[AIM OF THE TASK] Update the stretch from the start of the lines through the line containing "point(311, 39)", replacing "white" with "pale blue" and leaving everything else unchanged. Give back only those lines.

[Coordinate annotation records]

* * * * * * *

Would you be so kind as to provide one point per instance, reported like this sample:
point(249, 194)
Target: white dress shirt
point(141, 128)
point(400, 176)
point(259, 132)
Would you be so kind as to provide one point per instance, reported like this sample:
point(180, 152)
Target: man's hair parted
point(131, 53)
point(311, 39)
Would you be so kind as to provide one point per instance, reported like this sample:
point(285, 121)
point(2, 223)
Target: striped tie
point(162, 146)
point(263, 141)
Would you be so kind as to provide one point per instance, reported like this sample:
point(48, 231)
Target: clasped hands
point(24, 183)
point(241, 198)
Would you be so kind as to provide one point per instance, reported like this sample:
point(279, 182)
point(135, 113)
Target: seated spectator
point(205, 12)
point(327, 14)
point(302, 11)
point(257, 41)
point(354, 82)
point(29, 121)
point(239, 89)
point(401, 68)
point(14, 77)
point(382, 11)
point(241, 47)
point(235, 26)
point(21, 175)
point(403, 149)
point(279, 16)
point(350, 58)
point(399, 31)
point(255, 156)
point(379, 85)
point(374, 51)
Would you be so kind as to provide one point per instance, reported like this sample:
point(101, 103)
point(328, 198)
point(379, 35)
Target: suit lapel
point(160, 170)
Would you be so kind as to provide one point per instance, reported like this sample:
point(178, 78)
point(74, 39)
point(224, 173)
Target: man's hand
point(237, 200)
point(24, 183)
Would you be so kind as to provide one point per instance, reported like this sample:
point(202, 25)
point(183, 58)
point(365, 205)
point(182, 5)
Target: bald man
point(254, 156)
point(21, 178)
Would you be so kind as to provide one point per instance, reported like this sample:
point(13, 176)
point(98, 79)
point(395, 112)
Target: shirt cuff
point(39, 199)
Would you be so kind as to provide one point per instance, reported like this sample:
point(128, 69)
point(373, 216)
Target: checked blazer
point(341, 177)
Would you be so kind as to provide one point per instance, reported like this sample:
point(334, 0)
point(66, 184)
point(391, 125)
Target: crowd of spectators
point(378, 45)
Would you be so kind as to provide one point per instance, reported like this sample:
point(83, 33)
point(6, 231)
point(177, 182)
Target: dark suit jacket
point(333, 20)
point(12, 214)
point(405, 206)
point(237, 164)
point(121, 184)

* * * * * * *

[CORRECT ANSWER]
Would you be so kind as to provide one point per instance, reported like this sample:
point(249, 194)
Target: pale blue dress shirt
point(141, 128)
point(400, 176)
point(259, 132)
Would you be so kind as to provide one point per instance, reported like this sample:
point(180, 152)
Target: man's hair parted
point(131, 53)
point(311, 39)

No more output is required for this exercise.